RECORDS PROVIDED:
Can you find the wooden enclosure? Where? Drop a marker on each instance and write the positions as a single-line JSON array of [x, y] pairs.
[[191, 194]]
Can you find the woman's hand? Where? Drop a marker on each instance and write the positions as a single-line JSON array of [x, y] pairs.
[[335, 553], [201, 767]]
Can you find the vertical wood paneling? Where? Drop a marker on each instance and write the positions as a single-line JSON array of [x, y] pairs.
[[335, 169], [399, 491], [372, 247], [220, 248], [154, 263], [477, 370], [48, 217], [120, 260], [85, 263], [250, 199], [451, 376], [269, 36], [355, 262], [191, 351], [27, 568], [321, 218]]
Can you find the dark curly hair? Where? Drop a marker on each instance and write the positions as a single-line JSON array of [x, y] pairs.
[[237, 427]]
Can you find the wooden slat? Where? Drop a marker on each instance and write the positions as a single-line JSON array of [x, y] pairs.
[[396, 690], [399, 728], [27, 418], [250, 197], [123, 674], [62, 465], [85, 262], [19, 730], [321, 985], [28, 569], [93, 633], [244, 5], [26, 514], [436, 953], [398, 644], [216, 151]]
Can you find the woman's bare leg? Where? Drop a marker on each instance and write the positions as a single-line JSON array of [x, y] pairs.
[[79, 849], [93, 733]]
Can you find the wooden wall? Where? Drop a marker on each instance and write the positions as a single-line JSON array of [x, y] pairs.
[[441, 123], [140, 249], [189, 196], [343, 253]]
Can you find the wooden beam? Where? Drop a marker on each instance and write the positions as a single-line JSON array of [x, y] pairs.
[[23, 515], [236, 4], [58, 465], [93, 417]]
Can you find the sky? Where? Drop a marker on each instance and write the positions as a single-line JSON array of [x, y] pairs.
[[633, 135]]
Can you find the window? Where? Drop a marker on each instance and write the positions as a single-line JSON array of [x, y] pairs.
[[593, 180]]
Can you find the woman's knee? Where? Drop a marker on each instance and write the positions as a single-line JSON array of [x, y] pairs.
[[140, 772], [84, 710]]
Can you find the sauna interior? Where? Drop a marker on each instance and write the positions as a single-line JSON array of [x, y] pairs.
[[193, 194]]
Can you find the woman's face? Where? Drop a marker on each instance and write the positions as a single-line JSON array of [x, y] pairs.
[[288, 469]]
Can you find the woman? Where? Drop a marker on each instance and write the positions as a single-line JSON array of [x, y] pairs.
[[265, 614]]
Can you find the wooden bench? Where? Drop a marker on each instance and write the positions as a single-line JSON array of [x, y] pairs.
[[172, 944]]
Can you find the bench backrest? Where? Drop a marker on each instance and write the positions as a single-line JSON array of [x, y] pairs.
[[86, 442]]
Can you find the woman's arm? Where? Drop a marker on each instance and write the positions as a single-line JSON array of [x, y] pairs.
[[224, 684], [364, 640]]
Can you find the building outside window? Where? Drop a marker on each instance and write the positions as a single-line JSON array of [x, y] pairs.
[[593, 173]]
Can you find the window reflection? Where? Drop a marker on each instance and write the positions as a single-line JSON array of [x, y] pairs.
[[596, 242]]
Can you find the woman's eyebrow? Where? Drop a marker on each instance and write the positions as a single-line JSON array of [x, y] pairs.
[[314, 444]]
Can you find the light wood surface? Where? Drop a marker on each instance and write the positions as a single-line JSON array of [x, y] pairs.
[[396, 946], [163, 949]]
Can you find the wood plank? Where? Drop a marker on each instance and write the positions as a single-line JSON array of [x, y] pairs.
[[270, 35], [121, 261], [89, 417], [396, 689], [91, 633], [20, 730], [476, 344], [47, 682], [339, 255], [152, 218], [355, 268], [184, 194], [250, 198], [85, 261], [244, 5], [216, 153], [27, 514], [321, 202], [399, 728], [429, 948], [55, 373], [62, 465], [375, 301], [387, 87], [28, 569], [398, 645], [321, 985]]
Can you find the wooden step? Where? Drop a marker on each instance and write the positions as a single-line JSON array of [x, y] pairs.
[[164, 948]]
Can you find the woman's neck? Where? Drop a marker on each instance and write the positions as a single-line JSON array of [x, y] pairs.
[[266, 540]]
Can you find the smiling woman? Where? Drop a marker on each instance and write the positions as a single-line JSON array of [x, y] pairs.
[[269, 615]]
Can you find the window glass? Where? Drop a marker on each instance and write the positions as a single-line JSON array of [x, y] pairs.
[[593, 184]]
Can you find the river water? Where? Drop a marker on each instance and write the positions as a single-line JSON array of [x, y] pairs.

GIVEN EXERCISE: Reproduce every one of the records above verbatim, without changing a single character.

EXERCISE RESPONSE:
Can you find the wooden enclosure? Where? Drop a marker on each instance and write the positions as a single-line JSON array of [x, y] pairs.
[[191, 194]]
Can you find the woman's hand? Where? Drop a marker on each instance and write the positions as a single-line JSON array of [x, y] pairs.
[[335, 553], [201, 767]]
Can you find the vertical wood paneling? Where? Drop a marker on each instance and write the positions as a single-line JSON array of [x, y] pairs.
[[335, 169], [399, 491], [372, 247], [220, 248], [154, 263], [477, 370], [48, 217], [120, 260], [85, 263], [250, 199], [451, 376], [269, 36], [355, 262], [191, 351], [27, 568], [321, 218]]
Can you find the dark curly hair? Where? Drop a marker on each instance and write the positions as a single-line JSON array of [x, y] pairs.
[[237, 427]]
Can you find the wooden slat? Where? Drop a marker on each instance and write the positions as a single-line JSON array of [x, y] pairs.
[[396, 690], [399, 728], [27, 418], [250, 197], [123, 674], [62, 465], [85, 262], [19, 730], [321, 985], [28, 569], [93, 633], [244, 5], [26, 514], [436, 953], [398, 644], [216, 151]]
Can you find the woman's bare leg? Where? Drop a marker on each instance and write the positions as a single-line JSON array of [x, y] pairs.
[[79, 849], [93, 733]]
Can you find the wooden wall? Where? Drop a marker on each instance and write the positions as a single-line JSON array of [x, y] pairs.
[[441, 123], [140, 249], [189, 196], [343, 253]]
Can you find the wooden beam? Where? Drop a marker on each instance and write the positions as a single-line JSON array of [x, y] pairs.
[[23, 515], [236, 4], [58, 465], [93, 417]]
Can you find the sky? Where? Drop a marker on each instance and write the positions as a single-line JSON array of [x, y] pairs.
[[633, 135]]
Can you find the window? Where? Drop a marker on each instance and write the positions as a single-line JSON array of [x, y] pairs.
[[593, 180]]
Can you find the woman's knee? Where? Drop a marker on each instance and write the positions as a single-line JSON array of [x, y] pairs.
[[140, 772], [84, 710]]
Can you find the sauna interior? Where? Drop a marker on each instance and write the positions as a single-line JSON array of [x, y] pairs.
[[193, 194]]
Can you find the woman's face? Where? Drop a marker on each instance and write the positions as a single-line JSON array of [x, y] pairs.
[[288, 469]]
Can you find the woman? Where? Drop a marker on each instance and write the positions as a single-line JSON array of [x, y] pairs.
[[265, 614]]
Can you find the wooden bench? Where? Drop a marker on each instance and write the positions as a single-line JSON array of [x, y] pairs.
[[172, 944]]
Can you find the bench backrest? Where? Drop a marker on each instance and write the positions as a single-line JSON array of [x, y] pairs.
[[86, 442]]
Can you find the woman's arm? Where? Drop a marker on each instance and write the positions as a single-line JSON array of [x, y] pairs.
[[224, 684], [364, 640]]
Can you find the building outside window? Where? Drop a marker on each instance and write the positions as a single-line JSON array of [x, y] pairs.
[[593, 173]]
Can you find the window reflection? Where? Drop a marker on each instance and write the positions as a single-line JSON array of [x, y] pairs.
[[596, 242]]
Can you find the woman's eyebrow? Where? Drop a marker on each instance and write the positions as a single-line JSON array of [x, y] pairs.
[[314, 444]]
Can you find the light wood surface? Where? Drop a marker on each instance and write the positions as a single-line JSON array of [x, y] pairs.
[[396, 946], [163, 949]]
Can you find the wood plank? Where? Drop a marker on each instance and write the positions as a single-line JSON array of [x, y] pairs.
[[270, 35], [121, 261], [89, 417], [396, 689], [91, 633], [20, 730], [476, 344], [47, 682], [339, 255], [152, 218], [355, 268], [184, 194], [250, 198], [85, 261], [244, 5], [216, 153], [27, 514], [321, 202], [399, 728], [429, 948], [55, 373], [62, 465], [375, 301], [387, 87], [28, 569], [398, 645], [321, 985]]
Can you find the wooden step? Where? Drop a marker on each instance and write the positions as a single-line JSON array of [x, y] pairs.
[[164, 948]]
Can you find the woman's neck? Where? Drop a marker on each instance and write the positions as a single-line JSON array of [x, y] pairs.
[[266, 540]]
Can you find the smiling woman? Where? Drop a marker on each instance and write the positions as a single-line JSON array of [x, y] pairs.
[[269, 615]]
Can you find the window glass? Where? Drop a marker on each instance and write the positions as a single-line JSON array of [x, y] pairs.
[[593, 184]]
Can you find the river water? Where? Drop a marker on each instance and write the positions as a single-line JSON array of [x, y] pairs.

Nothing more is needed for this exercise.